To do. Put the stretch of lines below, from the line containing "the black nose" through the line containing "189 70 216 111", both included, into a Markdown table with the columns Row and Item line. Number each row and skip any blank lines.

########

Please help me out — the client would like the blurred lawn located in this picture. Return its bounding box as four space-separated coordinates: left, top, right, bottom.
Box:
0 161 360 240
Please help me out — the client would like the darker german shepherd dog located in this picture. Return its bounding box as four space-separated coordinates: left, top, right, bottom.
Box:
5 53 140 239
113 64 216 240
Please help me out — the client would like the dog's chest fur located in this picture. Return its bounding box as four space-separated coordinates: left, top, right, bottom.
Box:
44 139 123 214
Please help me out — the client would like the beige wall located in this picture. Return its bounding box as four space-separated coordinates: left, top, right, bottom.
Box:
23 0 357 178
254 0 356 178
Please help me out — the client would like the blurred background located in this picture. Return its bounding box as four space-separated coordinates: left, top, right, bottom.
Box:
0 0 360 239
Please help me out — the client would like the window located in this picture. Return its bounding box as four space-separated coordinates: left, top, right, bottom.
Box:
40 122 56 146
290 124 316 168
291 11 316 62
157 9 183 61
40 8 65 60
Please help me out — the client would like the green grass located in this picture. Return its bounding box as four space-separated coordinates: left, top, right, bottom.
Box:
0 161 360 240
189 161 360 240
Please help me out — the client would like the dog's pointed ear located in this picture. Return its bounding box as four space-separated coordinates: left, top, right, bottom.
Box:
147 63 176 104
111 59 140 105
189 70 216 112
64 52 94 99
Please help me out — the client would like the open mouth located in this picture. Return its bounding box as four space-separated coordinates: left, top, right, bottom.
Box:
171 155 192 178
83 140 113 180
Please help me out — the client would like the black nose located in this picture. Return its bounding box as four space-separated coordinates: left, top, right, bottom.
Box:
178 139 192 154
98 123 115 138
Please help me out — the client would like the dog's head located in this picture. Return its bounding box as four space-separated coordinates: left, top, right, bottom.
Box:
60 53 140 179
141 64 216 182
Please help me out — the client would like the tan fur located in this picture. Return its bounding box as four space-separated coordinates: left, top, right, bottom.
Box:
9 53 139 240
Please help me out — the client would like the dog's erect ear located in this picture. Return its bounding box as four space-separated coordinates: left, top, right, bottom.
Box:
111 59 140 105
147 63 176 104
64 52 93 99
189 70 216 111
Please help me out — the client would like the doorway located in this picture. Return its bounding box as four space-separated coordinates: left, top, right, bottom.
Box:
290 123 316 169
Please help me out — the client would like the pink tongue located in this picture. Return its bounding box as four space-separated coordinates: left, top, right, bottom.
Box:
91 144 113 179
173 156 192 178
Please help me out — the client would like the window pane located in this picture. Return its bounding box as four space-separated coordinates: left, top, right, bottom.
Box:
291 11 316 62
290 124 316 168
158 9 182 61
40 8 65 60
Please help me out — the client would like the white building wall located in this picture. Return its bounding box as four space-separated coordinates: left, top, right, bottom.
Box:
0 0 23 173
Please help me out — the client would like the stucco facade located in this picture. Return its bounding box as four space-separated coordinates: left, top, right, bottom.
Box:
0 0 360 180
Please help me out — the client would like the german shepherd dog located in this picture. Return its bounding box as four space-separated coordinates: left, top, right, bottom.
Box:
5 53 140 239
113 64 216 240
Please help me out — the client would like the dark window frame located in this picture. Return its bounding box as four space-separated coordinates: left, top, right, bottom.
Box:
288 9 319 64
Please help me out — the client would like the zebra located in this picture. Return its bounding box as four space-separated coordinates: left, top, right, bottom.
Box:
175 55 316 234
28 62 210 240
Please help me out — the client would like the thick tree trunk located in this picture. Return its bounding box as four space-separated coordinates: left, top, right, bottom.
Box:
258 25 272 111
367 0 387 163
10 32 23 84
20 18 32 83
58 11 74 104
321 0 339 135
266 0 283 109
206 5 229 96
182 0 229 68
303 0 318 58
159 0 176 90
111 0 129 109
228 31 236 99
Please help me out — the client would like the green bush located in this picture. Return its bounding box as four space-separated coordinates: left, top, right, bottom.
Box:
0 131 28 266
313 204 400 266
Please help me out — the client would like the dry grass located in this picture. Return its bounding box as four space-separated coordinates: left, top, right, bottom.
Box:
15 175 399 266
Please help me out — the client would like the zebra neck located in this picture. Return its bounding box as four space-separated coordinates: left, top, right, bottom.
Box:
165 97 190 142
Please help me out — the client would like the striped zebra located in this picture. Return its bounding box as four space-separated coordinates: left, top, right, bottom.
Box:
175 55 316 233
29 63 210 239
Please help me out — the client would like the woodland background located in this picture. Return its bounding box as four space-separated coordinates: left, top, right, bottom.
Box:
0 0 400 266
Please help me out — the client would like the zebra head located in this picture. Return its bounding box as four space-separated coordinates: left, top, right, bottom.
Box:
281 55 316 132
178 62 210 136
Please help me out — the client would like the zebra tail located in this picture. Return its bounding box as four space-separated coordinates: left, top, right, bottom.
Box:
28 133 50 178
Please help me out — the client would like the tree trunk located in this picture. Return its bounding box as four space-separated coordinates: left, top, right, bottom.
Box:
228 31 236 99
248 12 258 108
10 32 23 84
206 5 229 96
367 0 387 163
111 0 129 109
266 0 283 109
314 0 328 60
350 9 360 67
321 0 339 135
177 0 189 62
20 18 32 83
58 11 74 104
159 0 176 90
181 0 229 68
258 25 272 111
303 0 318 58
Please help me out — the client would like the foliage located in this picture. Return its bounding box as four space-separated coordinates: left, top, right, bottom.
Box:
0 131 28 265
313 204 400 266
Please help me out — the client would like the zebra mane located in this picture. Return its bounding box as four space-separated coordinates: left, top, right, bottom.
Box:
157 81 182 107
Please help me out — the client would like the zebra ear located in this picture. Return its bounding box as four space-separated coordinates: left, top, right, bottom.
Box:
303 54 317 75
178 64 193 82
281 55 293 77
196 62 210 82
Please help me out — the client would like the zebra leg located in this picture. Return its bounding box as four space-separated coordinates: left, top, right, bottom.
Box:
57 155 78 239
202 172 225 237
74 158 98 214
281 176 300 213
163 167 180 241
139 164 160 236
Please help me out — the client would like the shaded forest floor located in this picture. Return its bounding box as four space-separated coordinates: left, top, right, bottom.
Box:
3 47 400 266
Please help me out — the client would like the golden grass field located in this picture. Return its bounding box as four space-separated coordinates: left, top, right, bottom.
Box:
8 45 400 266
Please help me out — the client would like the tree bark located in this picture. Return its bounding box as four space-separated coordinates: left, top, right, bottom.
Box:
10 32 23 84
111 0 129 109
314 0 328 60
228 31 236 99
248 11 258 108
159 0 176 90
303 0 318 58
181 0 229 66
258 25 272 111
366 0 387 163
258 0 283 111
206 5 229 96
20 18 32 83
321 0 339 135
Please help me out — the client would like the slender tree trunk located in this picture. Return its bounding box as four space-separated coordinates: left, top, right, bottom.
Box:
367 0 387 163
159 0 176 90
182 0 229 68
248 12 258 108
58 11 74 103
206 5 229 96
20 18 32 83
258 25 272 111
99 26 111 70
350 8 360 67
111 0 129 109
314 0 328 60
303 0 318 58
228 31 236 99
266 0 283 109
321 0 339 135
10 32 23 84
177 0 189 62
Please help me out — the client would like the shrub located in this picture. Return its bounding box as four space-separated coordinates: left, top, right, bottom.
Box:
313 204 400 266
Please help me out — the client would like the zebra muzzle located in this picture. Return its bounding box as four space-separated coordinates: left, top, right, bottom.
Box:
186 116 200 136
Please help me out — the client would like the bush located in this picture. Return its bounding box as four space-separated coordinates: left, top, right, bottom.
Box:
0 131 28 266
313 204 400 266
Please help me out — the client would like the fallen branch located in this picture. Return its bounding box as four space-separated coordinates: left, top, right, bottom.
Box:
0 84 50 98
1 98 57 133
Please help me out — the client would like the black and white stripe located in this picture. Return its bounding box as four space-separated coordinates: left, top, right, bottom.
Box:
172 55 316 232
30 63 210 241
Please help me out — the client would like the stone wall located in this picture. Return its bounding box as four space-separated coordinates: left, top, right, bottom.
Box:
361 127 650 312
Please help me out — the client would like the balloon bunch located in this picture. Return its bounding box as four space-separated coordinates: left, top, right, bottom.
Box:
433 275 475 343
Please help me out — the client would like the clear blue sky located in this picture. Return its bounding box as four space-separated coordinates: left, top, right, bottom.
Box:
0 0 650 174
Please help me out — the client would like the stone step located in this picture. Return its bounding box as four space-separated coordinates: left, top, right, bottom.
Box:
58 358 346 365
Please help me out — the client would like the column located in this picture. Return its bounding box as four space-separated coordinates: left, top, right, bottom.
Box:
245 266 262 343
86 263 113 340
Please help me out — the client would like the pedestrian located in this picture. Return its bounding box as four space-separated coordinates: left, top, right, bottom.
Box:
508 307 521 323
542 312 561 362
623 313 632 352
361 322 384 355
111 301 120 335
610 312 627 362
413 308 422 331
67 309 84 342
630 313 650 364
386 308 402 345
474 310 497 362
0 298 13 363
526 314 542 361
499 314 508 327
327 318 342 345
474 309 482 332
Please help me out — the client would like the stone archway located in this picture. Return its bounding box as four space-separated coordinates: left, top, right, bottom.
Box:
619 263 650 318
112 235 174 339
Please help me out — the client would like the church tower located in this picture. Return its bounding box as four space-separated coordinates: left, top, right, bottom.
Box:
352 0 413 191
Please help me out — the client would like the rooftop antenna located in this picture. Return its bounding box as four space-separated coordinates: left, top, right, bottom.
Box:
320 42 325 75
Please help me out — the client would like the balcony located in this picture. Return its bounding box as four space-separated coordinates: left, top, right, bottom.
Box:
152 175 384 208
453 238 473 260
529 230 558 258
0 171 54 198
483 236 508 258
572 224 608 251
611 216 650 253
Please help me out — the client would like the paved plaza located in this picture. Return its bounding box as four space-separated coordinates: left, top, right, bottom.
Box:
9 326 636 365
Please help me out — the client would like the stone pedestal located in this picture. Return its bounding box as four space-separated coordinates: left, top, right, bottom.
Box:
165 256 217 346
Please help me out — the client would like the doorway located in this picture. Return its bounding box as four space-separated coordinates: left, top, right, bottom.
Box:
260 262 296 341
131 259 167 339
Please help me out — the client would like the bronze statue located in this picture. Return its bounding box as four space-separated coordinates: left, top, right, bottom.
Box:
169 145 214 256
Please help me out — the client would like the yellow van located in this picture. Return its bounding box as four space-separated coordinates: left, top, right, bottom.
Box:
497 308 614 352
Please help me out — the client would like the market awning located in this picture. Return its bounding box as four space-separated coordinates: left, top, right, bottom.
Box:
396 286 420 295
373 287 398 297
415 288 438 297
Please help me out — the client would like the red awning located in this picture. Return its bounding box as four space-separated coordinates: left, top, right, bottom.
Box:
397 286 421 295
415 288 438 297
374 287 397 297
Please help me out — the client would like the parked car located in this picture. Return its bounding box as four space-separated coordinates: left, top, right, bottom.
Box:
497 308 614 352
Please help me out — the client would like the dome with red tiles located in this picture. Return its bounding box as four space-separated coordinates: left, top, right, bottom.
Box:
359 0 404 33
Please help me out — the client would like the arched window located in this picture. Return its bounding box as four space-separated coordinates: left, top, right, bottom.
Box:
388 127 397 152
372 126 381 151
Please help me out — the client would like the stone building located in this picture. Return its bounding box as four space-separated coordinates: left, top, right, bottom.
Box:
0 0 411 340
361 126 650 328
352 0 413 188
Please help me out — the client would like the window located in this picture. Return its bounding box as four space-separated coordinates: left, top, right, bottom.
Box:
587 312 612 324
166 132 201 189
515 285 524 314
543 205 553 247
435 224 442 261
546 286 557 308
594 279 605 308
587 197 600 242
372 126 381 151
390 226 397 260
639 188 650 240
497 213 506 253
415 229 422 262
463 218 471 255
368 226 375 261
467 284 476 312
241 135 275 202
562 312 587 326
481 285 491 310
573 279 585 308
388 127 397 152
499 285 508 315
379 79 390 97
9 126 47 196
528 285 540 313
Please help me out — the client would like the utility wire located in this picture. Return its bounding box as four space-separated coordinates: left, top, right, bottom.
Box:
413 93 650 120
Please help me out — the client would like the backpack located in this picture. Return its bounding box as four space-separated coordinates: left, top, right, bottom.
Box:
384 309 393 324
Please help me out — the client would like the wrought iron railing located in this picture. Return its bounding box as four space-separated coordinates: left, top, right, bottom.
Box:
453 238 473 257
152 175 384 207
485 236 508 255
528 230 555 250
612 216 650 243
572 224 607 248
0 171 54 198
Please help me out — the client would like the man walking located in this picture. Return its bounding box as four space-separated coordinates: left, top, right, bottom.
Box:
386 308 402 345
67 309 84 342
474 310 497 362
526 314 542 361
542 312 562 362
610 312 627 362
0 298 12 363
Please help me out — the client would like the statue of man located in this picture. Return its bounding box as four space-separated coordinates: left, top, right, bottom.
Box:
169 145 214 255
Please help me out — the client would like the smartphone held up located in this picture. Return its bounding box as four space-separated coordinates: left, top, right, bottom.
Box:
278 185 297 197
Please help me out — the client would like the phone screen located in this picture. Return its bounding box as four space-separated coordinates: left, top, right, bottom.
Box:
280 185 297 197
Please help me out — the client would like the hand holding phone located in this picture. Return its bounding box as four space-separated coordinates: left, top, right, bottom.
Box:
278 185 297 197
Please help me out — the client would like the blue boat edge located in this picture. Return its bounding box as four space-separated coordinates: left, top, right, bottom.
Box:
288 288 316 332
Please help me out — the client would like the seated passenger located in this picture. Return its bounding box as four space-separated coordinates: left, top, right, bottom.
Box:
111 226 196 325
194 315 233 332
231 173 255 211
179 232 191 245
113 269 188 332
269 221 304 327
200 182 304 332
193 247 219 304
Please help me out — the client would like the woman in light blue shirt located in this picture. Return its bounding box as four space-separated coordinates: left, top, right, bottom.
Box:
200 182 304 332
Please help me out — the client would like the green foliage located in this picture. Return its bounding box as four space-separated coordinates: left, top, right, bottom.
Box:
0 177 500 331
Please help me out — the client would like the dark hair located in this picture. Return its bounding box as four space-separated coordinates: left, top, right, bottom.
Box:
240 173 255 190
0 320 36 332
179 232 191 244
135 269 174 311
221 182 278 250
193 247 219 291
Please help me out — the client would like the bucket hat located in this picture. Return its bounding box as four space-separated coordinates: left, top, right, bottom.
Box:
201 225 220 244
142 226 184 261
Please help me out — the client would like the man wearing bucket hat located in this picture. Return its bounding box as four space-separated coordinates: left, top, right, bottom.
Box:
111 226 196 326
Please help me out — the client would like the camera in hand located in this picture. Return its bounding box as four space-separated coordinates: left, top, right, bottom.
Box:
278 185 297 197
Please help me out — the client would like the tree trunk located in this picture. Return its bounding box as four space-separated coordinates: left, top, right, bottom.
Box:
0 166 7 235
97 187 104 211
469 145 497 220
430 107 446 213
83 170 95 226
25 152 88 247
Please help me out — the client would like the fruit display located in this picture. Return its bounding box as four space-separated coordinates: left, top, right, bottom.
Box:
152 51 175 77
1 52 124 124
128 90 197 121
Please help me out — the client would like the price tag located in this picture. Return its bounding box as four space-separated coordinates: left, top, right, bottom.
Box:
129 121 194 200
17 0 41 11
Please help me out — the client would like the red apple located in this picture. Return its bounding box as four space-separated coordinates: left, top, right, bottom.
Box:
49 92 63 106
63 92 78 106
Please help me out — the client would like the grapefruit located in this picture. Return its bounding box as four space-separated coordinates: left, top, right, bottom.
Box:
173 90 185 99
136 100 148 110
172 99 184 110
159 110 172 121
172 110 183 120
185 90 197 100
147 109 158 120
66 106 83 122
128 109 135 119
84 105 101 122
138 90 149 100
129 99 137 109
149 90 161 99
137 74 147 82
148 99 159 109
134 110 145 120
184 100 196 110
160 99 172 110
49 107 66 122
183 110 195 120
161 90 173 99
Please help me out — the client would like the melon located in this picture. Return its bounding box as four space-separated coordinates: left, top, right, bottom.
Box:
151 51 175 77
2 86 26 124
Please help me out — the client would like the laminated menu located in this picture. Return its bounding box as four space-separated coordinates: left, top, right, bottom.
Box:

########

The answer.
| Row | Item line |
|---|---|
| 1 | Please help me out — the client would like the black nose located in this picture. Return its bounding box as four space-separated coordinates: left, top, right, bottom. |
| 2 | Box: |
| 3 | 178 139 192 154 |
| 4 | 98 123 115 138 |
| 5 | Please help me out — the client would like the dog's head located in this picture. Return its bounding box as four space-separated coordinates: left, top, right, bottom. |
| 6 | Box: |
| 7 | 60 53 140 179 |
| 8 | 141 64 216 182 |
| 9 | Please help me out — the client would like the tan fur located in this picture. Return its bounding box as four space-separated coordinates: left, top, right, bottom. |
| 10 | Box: |
| 11 | 9 53 139 240 |
| 12 | Please help me out — the client would like the dog's erect ear located in this picture. Return its bounding box as four space-separated coordinates: left, top, right, bottom. |
| 13 | Box: |
| 14 | 111 59 140 105 |
| 15 | 147 63 176 104 |
| 16 | 64 52 93 99 |
| 17 | 189 70 216 111 |